(PROVIDED DATA begins)

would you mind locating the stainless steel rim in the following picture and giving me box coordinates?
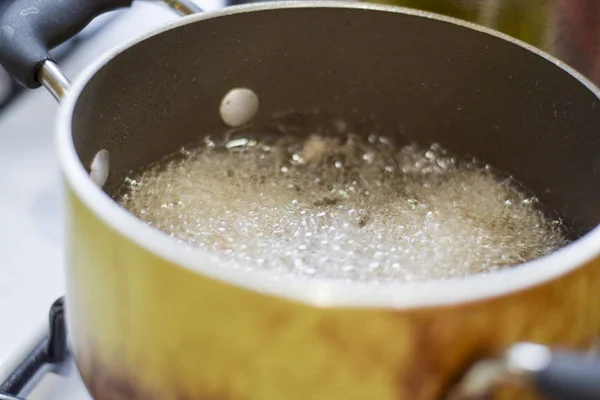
[55,1,600,309]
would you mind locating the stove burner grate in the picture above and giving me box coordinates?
[0,298,67,400]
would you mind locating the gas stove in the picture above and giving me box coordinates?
[0,0,223,398]
[0,298,83,400]
[3,0,600,398]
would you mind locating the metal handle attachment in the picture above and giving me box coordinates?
[446,342,600,400]
[38,61,71,102]
[0,0,202,101]
[158,0,203,15]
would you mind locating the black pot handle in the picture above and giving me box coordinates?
[0,0,202,98]
[533,348,600,400]
[0,0,135,89]
[446,342,600,400]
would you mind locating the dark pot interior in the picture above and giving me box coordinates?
[71,5,600,238]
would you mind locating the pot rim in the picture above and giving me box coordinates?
[56,1,600,309]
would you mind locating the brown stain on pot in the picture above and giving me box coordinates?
[266,310,292,332]
[400,317,448,400]
[65,189,600,400]
[84,364,224,400]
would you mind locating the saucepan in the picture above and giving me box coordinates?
[1,0,600,399]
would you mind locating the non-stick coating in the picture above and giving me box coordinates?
[71,6,600,235]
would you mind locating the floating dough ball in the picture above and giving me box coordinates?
[219,87,259,127]
[90,149,109,187]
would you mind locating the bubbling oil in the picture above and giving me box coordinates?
[117,125,566,282]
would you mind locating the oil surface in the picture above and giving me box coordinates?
[118,124,566,282]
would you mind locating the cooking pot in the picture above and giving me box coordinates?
[2,0,600,399]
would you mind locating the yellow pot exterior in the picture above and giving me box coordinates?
[65,185,600,400]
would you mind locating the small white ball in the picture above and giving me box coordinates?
[219,87,259,127]
[90,149,110,188]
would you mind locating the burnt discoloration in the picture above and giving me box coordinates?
[91,375,137,400]
[83,357,232,400]
[266,310,292,332]
[316,318,348,353]
[66,188,600,400]
[398,317,446,400]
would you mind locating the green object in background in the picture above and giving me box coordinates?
[491,0,551,47]
[375,0,479,22]
[371,0,552,48]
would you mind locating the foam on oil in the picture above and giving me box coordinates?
[117,124,566,282]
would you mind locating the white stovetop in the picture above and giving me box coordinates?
[0,0,224,384]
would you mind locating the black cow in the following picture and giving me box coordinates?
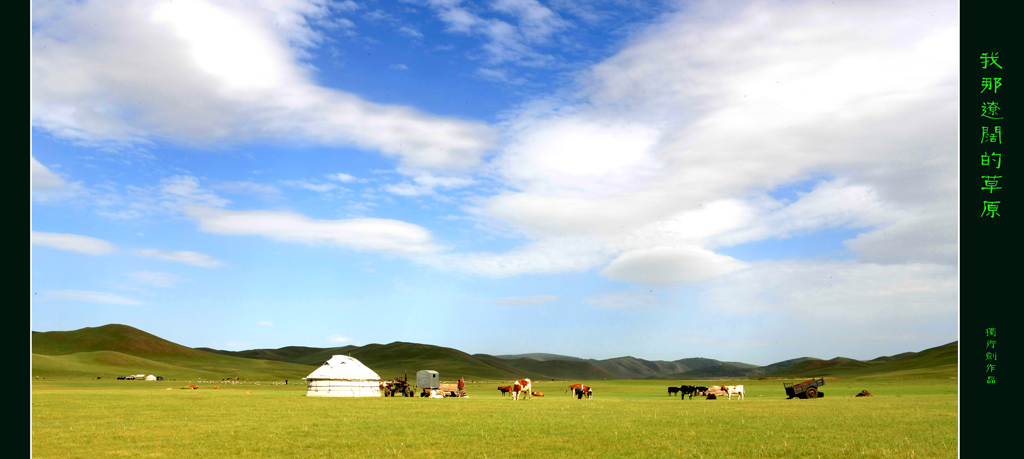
[706,393,717,400]
[679,385,697,400]
[668,386,681,396]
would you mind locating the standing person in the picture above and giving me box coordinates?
[458,377,466,397]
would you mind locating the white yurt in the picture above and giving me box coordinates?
[304,355,381,397]
[144,375,157,381]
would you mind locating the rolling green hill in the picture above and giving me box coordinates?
[761,342,958,378]
[474,354,618,380]
[32,324,958,382]
[32,325,317,381]
[33,324,204,357]
[203,341,546,381]
[494,353,589,362]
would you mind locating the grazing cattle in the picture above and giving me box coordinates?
[497,386,512,396]
[722,385,745,400]
[695,386,709,395]
[856,390,872,397]
[585,387,593,399]
[706,393,717,400]
[568,383,585,396]
[511,379,532,400]
[668,386,681,396]
[532,391,544,397]
[679,385,697,400]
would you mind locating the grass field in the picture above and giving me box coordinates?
[31,377,957,458]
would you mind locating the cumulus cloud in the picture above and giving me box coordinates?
[257,320,273,327]
[31,231,115,255]
[31,0,494,169]
[127,271,179,287]
[36,290,145,306]
[437,0,957,289]
[184,205,441,255]
[491,295,559,305]
[136,248,225,267]
[328,334,352,343]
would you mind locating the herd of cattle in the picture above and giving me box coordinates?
[669,384,745,400]
[494,380,744,400]
[495,380,592,400]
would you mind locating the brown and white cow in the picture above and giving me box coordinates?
[511,379,532,400]
[723,385,745,400]
[568,383,585,397]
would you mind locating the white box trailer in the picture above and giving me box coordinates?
[416,370,440,390]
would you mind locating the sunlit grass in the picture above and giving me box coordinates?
[32,378,956,458]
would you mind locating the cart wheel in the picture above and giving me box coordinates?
[805,388,818,399]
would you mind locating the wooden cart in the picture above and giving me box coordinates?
[783,378,826,399]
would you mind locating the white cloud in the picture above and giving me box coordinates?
[31,0,494,170]
[127,271,179,287]
[31,231,115,255]
[36,290,145,306]
[435,0,957,285]
[126,272,179,286]
[31,156,79,201]
[491,0,569,42]
[700,260,957,319]
[280,180,343,193]
[185,205,441,255]
[398,26,423,39]
[257,320,273,327]
[31,156,67,192]
[136,248,225,267]
[390,64,409,70]
[326,173,356,182]
[601,246,746,285]
[421,0,565,66]
[423,236,611,277]
[584,291,660,310]
[160,175,230,207]
[212,181,281,197]
[382,172,475,196]
[328,334,352,343]
[491,295,559,305]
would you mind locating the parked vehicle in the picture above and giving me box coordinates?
[783,378,825,399]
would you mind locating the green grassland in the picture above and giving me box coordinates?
[31,325,958,457]
[32,377,957,458]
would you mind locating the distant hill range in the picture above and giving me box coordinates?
[32,324,957,381]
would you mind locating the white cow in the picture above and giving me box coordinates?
[723,385,745,400]
[511,379,532,400]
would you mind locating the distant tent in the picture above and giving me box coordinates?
[145,375,156,381]
[304,355,381,397]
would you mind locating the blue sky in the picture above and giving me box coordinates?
[31,0,958,365]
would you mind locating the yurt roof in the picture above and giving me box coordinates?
[305,355,381,381]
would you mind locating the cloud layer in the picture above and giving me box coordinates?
[442,0,957,289]
[184,205,441,255]
[31,0,494,169]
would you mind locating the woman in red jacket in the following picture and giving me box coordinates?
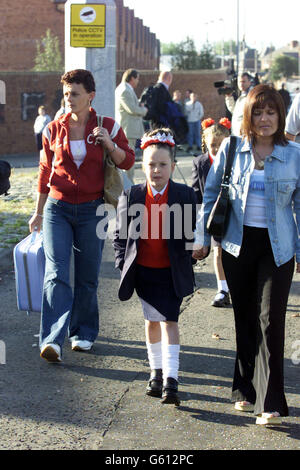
[29,69,134,362]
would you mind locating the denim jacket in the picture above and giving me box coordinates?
[195,136,300,266]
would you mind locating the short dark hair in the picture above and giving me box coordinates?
[122,69,139,83]
[242,84,288,146]
[61,69,96,93]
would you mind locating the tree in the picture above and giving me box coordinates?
[198,43,215,70]
[33,29,63,72]
[170,37,200,70]
[271,55,298,80]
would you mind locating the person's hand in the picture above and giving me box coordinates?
[93,126,112,149]
[28,213,43,233]
[192,245,209,260]
[296,263,300,273]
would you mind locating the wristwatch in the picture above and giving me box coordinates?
[110,142,118,153]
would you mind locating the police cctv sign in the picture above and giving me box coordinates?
[70,4,106,48]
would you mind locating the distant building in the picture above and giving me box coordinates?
[261,41,300,72]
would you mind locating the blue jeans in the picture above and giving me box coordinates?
[40,197,107,351]
[188,121,201,148]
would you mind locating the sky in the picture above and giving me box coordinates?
[123,0,300,52]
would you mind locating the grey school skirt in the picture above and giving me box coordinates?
[135,264,182,322]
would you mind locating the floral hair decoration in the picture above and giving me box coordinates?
[140,132,176,150]
[201,117,231,131]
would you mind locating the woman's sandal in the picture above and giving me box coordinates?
[234,401,255,412]
[256,412,282,425]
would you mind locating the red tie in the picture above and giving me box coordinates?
[154,193,161,202]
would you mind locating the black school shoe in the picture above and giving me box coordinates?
[161,377,180,406]
[146,369,163,397]
[211,290,231,308]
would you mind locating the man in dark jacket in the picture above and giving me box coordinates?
[151,71,173,129]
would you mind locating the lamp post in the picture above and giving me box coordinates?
[236,0,240,74]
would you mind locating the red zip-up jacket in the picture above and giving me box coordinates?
[37,108,135,204]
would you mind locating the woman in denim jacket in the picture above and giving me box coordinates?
[193,84,300,426]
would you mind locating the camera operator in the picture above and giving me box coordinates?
[225,72,253,136]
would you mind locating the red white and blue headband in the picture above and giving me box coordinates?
[140,132,176,150]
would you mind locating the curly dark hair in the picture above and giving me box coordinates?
[61,69,96,93]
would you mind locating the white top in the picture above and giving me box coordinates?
[286,93,300,136]
[185,100,204,122]
[244,169,267,228]
[33,114,51,134]
[70,140,87,168]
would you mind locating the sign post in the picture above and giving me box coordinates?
[65,0,116,117]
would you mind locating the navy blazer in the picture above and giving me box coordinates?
[191,152,211,205]
[113,179,197,301]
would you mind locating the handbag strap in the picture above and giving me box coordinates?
[222,136,237,188]
[97,115,107,164]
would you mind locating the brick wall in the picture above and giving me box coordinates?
[0,72,62,155]
[0,0,65,71]
[0,69,226,156]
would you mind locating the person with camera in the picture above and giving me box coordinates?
[193,84,300,426]
[225,72,253,136]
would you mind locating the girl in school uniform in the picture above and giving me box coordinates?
[113,128,197,406]
[191,117,231,307]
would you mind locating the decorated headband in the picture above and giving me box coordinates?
[201,117,231,131]
[140,132,176,150]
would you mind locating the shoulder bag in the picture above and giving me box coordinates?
[206,136,237,238]
[97,115,123,208]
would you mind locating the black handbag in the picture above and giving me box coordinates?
[206,136,237,238]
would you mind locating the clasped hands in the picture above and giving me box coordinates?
[192,244,209,260]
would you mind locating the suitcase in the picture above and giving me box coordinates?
[13,231,45,314]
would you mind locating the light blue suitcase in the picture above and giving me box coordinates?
[13,232,45,314]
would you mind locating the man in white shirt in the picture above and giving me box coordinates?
[185,93,204,151]
[285,93,300,141]
[115,69,148,182]
[225,73,253,136]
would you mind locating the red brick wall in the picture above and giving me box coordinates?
[0,0,65,71]
[0,70,227,156]
[0,72,61,155]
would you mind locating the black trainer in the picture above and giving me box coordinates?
[146,369,163,397]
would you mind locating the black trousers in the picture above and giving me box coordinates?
[222,226,294,416]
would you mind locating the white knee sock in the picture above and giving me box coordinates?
[146,341,162,370]
[162,344,180,382]
[217,279,229,292]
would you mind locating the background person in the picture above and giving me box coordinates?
[285,92,300,141]
[150,71,173,129]
[115,68,148,182]
[191,117,231,307]
[225,72,253,136]
[33,106,51,153]
[193,84,300,426]
[185,92,204,152]
[29,69,134,363]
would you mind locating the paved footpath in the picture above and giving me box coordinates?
[0,154,299,453]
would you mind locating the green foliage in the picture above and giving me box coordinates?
[32,29,63,72]
[198,43,215,70]
[163,37,215,70]
[271,55,298,80]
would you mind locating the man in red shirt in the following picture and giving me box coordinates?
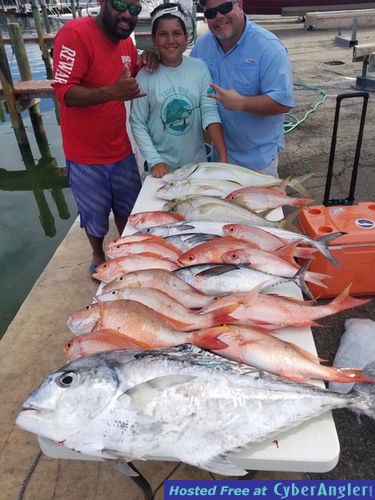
[53,0,156,281]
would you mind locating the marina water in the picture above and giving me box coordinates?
[0,15,77,338]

(PROVIDED DATA ends)

HOW TO COMPLETE THIS TASK:
If the records contain pictures, skip them, and transcribe exactly every line from the one with "would you mind locating the suitcase" through the last line.

REPLY:
would you mind locating the suitcase in the picture above and giving me box coordinates?
[13,231,45,314]
would you mind locating the light blue suitcase in the picture above and giving me box coordinates?
[13,232,45,314]
would you mind locating the man in white shirt in the picture above and giving me box coordinates?
[185,93,204,151]
[285,93,300,141]
[115,69,148,182]
[225,73,253,136]
would you mind locating the red brick wall in the picture above and giving me box coordinates?
[0,0,65,71]
[0,70,227,156]
[0,72,61,155]
would you mind locating the black trainer in the picture above and giving me box coordinates?
[146,369,163,397]
would you mind locating the black trousers in the picture above and giving me box coordinates?
[222,226,294,416]
would you mind locating the white knee sock in the picture above and giving me box coordinates?
[146,341,162,370]
[162,344,180,382]
[217,279,229,292]
would you mind locating the background person in the picture above and giving me box coordinates?
[285,92,300,141]
[150,71,173,129]
[115,68,148,182]
[191,117,231,307]
[225,72,253,136]
[33,106,51,153]
[193,84,300,426]
[185,92,204,152]
[29,69,134,363]
would you mind locating the paved footpath in the picture above and giving me box coordinates?
[0,154,299,453]
would you mind locating the green foliage in the picture above and giving me box coordinates?
[32,29,63,72]
[198,43,215,70]
[163,37,215,70]
[271,55,298,80]
would you mind locating the man in red shirt in the following picture and giving me box coordinates?
[53,0,156,281]
would you mind locating the marina water in the picture above and giving me box coordinates?
[0,15,77,338]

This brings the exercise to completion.